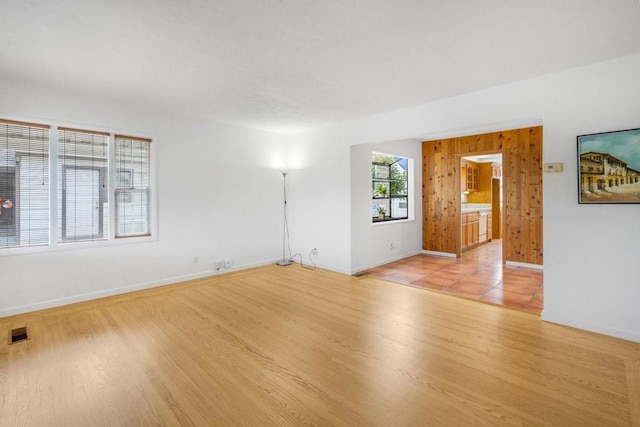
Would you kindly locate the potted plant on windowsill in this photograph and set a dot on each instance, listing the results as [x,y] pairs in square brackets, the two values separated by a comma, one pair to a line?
[381,190]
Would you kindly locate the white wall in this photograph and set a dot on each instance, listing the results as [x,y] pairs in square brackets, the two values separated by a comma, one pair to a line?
[218,197]
[371,242]
[592,277]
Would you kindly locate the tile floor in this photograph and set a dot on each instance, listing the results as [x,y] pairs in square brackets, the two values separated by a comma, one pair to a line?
[479,274]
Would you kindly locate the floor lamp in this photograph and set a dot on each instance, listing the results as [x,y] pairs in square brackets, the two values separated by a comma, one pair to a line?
[285,227]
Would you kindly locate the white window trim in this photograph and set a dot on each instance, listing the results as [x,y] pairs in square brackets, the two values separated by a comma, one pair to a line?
[410,195]
[54,245]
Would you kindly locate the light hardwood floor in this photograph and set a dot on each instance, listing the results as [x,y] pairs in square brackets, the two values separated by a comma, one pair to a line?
[293,346]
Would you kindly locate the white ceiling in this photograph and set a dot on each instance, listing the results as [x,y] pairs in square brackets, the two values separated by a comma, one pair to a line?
[292,65]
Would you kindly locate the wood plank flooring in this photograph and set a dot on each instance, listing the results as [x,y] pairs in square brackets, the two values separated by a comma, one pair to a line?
[479,274]
[293,346]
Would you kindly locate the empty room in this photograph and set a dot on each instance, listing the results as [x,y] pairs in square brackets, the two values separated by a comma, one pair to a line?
[319,213]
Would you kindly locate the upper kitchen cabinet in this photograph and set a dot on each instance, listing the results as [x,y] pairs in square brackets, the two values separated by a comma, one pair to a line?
[496,170]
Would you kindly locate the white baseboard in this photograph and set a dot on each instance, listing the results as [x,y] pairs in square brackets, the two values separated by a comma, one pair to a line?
[573,322]
[57,302]
[524,264]
[383,262]
[442,254]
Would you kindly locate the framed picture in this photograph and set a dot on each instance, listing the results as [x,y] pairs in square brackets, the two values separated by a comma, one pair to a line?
[609,167]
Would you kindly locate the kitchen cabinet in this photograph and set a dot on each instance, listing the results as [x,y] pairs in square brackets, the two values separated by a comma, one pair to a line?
[496,170]
[470,223]
[469,176]
[473,174]
[463,176]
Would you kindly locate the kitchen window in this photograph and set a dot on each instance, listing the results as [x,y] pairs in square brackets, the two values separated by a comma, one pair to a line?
[389,187]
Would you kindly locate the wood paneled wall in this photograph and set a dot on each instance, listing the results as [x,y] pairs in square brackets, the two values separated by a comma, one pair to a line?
[522,191]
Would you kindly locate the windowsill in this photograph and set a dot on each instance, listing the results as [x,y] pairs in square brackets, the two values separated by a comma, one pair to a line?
[378,221]
[79,245]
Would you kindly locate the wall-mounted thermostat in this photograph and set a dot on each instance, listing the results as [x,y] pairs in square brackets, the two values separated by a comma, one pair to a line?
[552,167]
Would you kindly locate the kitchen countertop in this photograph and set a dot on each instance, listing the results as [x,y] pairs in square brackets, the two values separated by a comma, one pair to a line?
[475,207]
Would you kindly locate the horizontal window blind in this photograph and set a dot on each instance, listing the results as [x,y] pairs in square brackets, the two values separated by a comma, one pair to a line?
[132,159]
[24,184]
[83,185]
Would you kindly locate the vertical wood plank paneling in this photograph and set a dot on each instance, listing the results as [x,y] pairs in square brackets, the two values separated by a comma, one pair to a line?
[522,191]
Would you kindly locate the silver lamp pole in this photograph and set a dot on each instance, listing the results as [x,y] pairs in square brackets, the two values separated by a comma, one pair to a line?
[285,226]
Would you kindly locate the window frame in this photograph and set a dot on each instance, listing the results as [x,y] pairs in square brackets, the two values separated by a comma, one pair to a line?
[381,177]
[54,245]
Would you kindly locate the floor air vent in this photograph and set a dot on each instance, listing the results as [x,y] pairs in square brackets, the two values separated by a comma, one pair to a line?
[19,335]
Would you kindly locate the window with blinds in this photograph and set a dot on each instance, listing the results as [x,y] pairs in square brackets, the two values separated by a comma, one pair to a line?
[24,184]
[83,185]
[132,168]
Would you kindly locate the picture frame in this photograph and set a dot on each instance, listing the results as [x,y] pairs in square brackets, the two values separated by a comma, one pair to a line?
[609,167]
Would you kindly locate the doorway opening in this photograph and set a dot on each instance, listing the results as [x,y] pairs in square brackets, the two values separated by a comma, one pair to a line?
[480,201]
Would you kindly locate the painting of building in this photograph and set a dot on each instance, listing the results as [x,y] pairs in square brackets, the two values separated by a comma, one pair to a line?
[609,165]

# [Aim of the exercise]
Your task is to reproduce, exactly and exclusively, the lines from the one holding "Would you kindly locate the floor air" through the final line of the listing.

# [Solved exercise]
Would you kindly locate the floor air vent in this photograph and set a dot on each instance, listing the results as [x,y] pairs in square brackets, the two values separated by a comma, one pair to a line?
[19,335]
Would you kindly locate the window with blinds in this photograph and set a dot on each instance, listing the results as [x,y] pairs in square brackets, the two values separated by a comma, one pair to a line?
[24,184]
[83,185]
[132,168]
Would you kindly locate the picture frame in this photograph and set a dot on each instance, listing the results as [x,y] pairs in square brackets, the two values separated by a comma, one pair to a line?
[609,167]
Would you kindly locate the doorway opening in this photograph and set a dot on each instance, listing the results as [x,y] pairs in square brackets, the two values separated by a comma, one pair to a line?
[480,201]
Would you kindly locate the painting of building in this photograph and set a dot on each instance, listing the results as [x,y] pairs in square brackets, the two values separated by a comma, one pair to a line?
[609,165]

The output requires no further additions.